# [Deine Aufgaben]
1/ Beantworte anhand des Textes zum Treppensturz am Watt diese Fragen:
(a) Welches Gericht hat den Hinweisbeschluss gefasst, und von welchem Tag ist er?
(b) Worauf rutschte die Klägerin aus?
(c) Wie hatte das Landgericht über die Klage entschieden?
2/ Knüpfe an den letzten Satz des Textes zum Treppensturz am Watt an und schreibe ihn weiter.

# [Textauszug]
——

Keine Haftung bei Sturz auf einer Treppe zum Watt

Michael PeusMichael Peus

OLG Schleswig, Hinweisbeschluss vom 02.06.2021 – 11 U 31/21

 

Leitsätze

  1. Auf die typischen Gefahren des Meeresstrandes müssen sich Badegäste einstellen. An die Rutschfestigkeit außendeichs am Meer gelegener Badetreppen sind deshalb nicht die gleichen Anforderungen zu stellen, die für Treppen in Sport- und Arbeitsstätten gelten.
  2. Der Anscheinsbeweis für die Verletzung der inneren Sorgfaltspflicht ist erschüttert, wenn die Planung einer solchen Treppenanlage einer Fachplanerin übertragen ist und auch der gerichtlich beauftragte Sachverständige keine Mängel der Ausführung erkennen konnte.

 

Sachverhalt

Die Klägerin stürzte bei der Benutzung einer von der Badestelle in das Watt der Nordsee führenden Treppe. Dabei rutschte sie auf dem nassen Untergrund aus und verletzte sich.

Sie fordert Schadensersatz und behauptet, die Beklagte habe ihre Verkehrssicherungspflicht verletzt, indem sie für die Treppenstufen zu glattes bzw. rutschiges Material genutzt und die mit erheblichen Moos und Materialablagerungen bedeckten Stufen nicht ordnungsgemäß gesäubert hätte.

Das Landgericht hatte die Klage abgewiesen.

——

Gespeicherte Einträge
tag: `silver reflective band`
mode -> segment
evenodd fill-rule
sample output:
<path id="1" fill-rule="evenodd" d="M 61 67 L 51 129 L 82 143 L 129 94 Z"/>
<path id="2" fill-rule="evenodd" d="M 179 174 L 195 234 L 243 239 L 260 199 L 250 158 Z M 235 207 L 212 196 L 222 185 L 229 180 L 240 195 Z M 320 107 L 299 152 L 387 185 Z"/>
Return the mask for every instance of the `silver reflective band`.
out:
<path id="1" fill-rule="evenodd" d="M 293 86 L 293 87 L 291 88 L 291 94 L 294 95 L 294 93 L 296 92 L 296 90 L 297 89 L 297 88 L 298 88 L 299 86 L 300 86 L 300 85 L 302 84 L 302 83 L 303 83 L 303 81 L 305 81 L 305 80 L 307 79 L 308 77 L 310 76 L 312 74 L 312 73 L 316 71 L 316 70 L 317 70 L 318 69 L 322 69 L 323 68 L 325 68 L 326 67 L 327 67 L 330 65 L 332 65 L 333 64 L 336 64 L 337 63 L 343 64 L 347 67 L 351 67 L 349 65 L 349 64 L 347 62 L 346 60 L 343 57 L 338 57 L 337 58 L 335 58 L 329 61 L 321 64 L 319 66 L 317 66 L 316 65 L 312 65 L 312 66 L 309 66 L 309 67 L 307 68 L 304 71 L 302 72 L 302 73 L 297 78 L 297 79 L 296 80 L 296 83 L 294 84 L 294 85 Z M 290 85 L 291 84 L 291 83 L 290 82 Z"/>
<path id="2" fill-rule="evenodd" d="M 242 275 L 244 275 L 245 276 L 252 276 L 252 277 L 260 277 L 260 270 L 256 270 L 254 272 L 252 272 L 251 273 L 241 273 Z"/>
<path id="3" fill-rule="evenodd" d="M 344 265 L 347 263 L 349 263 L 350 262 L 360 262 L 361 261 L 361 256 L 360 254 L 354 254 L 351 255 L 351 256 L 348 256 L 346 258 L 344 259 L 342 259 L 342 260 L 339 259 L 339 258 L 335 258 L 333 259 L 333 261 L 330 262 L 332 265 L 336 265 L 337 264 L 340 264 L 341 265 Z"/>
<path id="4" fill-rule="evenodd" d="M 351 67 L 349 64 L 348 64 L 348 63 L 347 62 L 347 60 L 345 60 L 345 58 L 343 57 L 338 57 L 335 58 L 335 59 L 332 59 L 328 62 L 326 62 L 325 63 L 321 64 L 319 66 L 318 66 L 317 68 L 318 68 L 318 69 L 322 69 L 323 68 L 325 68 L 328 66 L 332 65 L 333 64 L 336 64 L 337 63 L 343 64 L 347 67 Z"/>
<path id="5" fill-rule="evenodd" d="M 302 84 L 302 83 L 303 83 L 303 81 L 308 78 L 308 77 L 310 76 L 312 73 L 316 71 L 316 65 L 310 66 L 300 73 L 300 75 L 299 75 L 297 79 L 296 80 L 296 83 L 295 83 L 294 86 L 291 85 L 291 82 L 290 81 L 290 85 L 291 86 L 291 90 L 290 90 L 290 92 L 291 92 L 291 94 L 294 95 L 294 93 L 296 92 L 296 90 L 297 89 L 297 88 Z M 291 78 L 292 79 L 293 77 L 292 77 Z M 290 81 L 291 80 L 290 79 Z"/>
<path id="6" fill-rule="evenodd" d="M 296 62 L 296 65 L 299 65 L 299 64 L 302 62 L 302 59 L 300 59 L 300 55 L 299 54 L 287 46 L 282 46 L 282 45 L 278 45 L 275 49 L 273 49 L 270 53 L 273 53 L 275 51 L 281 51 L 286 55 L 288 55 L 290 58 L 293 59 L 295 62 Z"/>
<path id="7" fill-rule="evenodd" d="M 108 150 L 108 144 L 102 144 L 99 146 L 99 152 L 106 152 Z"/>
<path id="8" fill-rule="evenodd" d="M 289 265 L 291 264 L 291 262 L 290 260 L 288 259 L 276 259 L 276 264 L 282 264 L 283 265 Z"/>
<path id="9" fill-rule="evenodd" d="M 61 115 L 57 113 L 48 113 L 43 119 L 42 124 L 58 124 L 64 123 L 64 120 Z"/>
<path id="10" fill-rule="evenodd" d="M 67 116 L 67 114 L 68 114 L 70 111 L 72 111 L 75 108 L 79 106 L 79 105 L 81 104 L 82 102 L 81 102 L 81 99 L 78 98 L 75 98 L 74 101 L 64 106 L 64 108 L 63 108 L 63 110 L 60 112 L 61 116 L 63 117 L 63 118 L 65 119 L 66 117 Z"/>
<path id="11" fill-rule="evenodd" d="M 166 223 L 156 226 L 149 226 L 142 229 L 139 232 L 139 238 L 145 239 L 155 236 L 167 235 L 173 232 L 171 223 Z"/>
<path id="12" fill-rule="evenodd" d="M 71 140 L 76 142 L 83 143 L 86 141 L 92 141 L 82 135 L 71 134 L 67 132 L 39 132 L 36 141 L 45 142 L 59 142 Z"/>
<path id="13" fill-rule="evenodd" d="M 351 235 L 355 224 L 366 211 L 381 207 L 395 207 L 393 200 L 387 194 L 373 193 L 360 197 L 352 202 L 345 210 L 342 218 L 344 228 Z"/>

——

# [Schriftliche Antworten]
1/
(a) Das OLG Schleswig, am 02.06.2021.
(b) Auf dem nassen Untergrund.
(c) Es hatte die Klage abgewiesen.

2/
Rechtliches

Der Senat des OLG Schleswig wies darauf hin, dass das Gericht die Berufung zurückweisen werde.

Bereits das Landgericht konnte keinen objektiven Pflichtverstoß feststellen, der eine Haftung der Beklagten nach § 823 I BGB begründen würde. Als Verkehrssicherungspflichtiger muss man nicht allen denkbaren Gefahren vorbeugen. Es kann nur Schutz vor Gefahren verlangt werden, die über das übliche Nutzungsrisiko hinausgehen und die für den Benutzer unvorhersehbar bzw. nicht ohne weiteres erkennbar sind.

Bei einer Treppe am Wattenmeer ist es unvermeidbar, dass diese durch Ablagerungen von Schwebstoffen bereits innerhalb einer Tide rutschig wird. Es gibt keine öffentlich-rechtlichen Normen oder Regelwerke, die bestimmte rutschhemmende Werte für solche Treppenanlagen vorschreiben. Um ein Ausrutschen zu vermeiden, wurden Handläufe an die Treppe befestigt. Laut Sachverständigengutachten sei auch das für die Treppe verwendete Betonmaterial geeignet und biete einen ausreichend rutschfesten Bodenbelag.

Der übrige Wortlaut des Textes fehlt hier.